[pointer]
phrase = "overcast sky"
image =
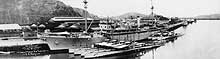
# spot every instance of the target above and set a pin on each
(180, 8)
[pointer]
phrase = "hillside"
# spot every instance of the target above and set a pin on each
(209, 16)
(131, 14)
(32, 11)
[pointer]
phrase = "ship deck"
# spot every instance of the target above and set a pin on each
(16, 42)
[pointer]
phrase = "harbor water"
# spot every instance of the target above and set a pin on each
(201, 40)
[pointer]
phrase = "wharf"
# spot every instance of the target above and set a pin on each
(97, 53)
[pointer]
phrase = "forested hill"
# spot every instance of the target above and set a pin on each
(32, 11)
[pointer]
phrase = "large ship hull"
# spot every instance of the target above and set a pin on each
(70, 43)
(56, 43)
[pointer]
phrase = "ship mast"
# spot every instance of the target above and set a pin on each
(152, 8)
(85, 14)
(152, 13)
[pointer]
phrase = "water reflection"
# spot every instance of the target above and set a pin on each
(201, 41)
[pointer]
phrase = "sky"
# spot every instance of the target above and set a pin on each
(170, 8)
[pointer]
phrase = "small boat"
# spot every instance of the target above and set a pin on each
(106, 49)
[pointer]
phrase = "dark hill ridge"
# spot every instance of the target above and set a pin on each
(131, 14)
(32, 11)
(209, 16)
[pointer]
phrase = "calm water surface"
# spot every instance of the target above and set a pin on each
(201, 40)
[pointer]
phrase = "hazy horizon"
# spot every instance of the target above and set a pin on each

Challenge:
Drop the images and repeat the data exactly.

Exercise output:
[pointer]
phrase = "overcast sky"
image =
# spot every instance of the target above and set a pin on each
(180, 8)
[pointer]
phrase = "hillside"
# spot every instance of the target above and set a pin on each
(209, 16)
(131, 14)
(32, 11)
[pointer]
phrase = "ship deck"
# spot every instance of the target above and set a pin on each
(16, 42)
[pointer]
phrase = "harbor water"
# spot every instance of the target above and set a pin on each
(201, 40)
[pointer]
phrase = "wharf"
# spot every instance of the target above and set a pin on each
(97, 53)
[pointer]
phrase = "forested hill"
# spot every instance of the target above and set a pin on each
(32, 11)
[pointer]
phrase = "large ship hull"
# spot every instance of the target above and set a pin on each
(70, 43)
(56, 43)
[pointer]
phrase = "ship mast"
# spot every instance of the target above and set a pin on each
(152, 8)
(85, 14)
(152, 13)
[pointer]
phrase = "water reflection"
# spot every instance of the target above and set a pin on each
(201, 41)
[pointer]
phrase = "sky"
# spot every instance of the target above and set a pin on each
(170, 8)
[pointer]
phrase = "small boat"
# spot every instance of the target above and set a pin on each
(106, 49)
[pointer]
phrase = "dark hill ridge"
# spot every instance of the target above and set a pin on each
(131, 14)
(32, 11)
(209, 16)
[pointer]
phrase = "calm water surface"
# spot every instance of the target above and set a pin on each
(201, 40)
[pointer]
phrase = "hazy horizon"
# spot every instance of the target above and set a pin on each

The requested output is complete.